Task material
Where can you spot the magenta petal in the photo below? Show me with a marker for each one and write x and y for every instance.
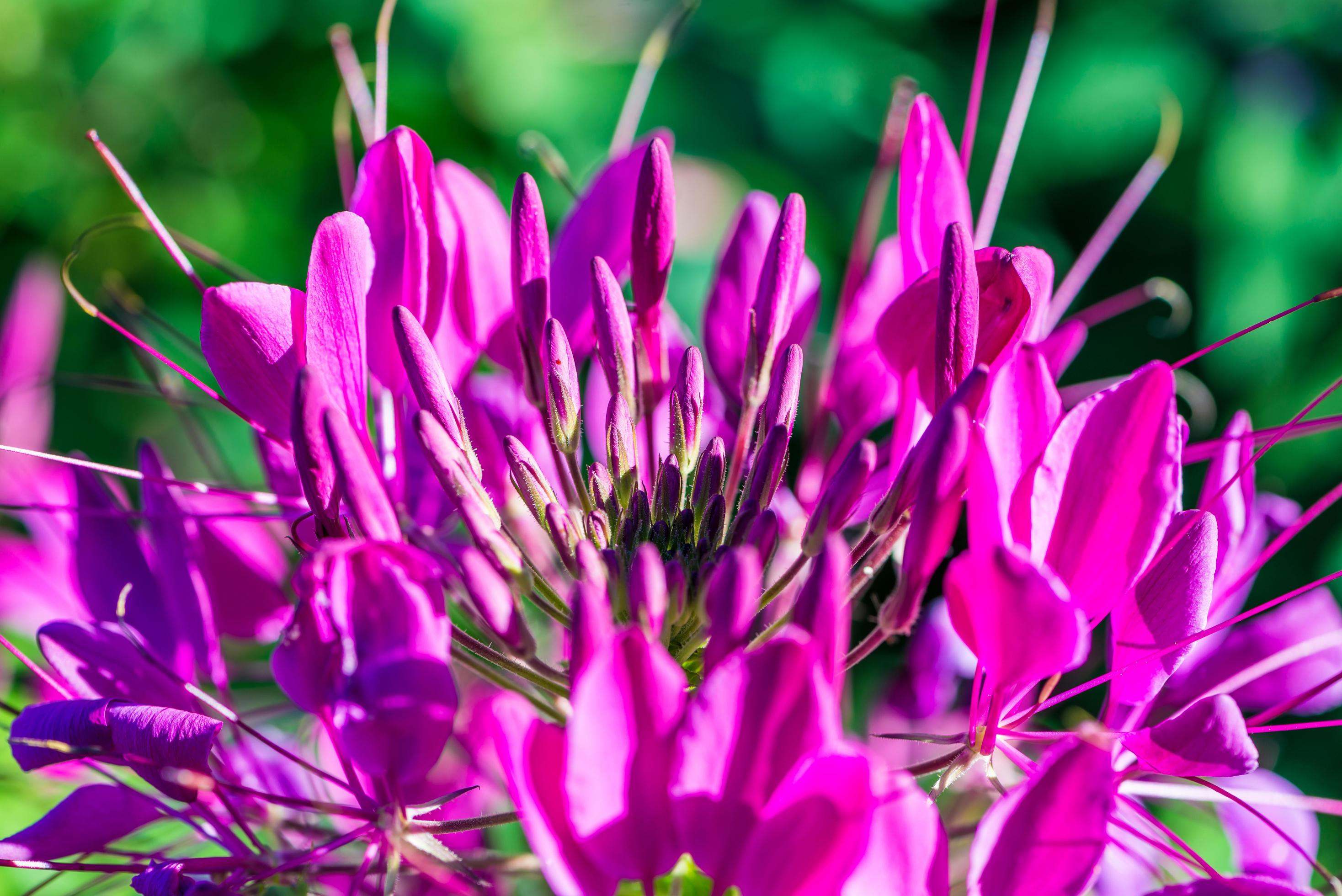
(96, 661)
(599, 226)
(1047, 835)
(812, 831)
(1258, 849)
(481, 294)
(340, 273)
(108, 557)
(84, 823)
(1106, 487)
(933, 192)
(396, 717)
(1168, 604)
(906, 843)
(1015, 618)
(251, 336)
(398, 199)
(753, 720)
(627, 704)
(533, 758)
(1209, 738)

Requirement
Please lay out the items above as a two-column CSV with the columns "prompt" and "points," one row for each item and each value in a single quoted field, with line breaks turned into spaces. Leave the pictures out.

Response below
prompt,points
"Where can you spot the magenta petal in the photo below? Show me with a marker for each one and write x and y for every instance.","(96, 661) (599, 226) (1047, 835) (812, 831) (1258, 849) (481, 294) (340, 273) (108, 557) (84, 823) (1106, 487) (933, 192) (396, 717) (1168, 604) (906, 843) (1015, 618) (251, 336) (398, 199) (753, 720) (627, 704) (533, 758) (1209, 738)"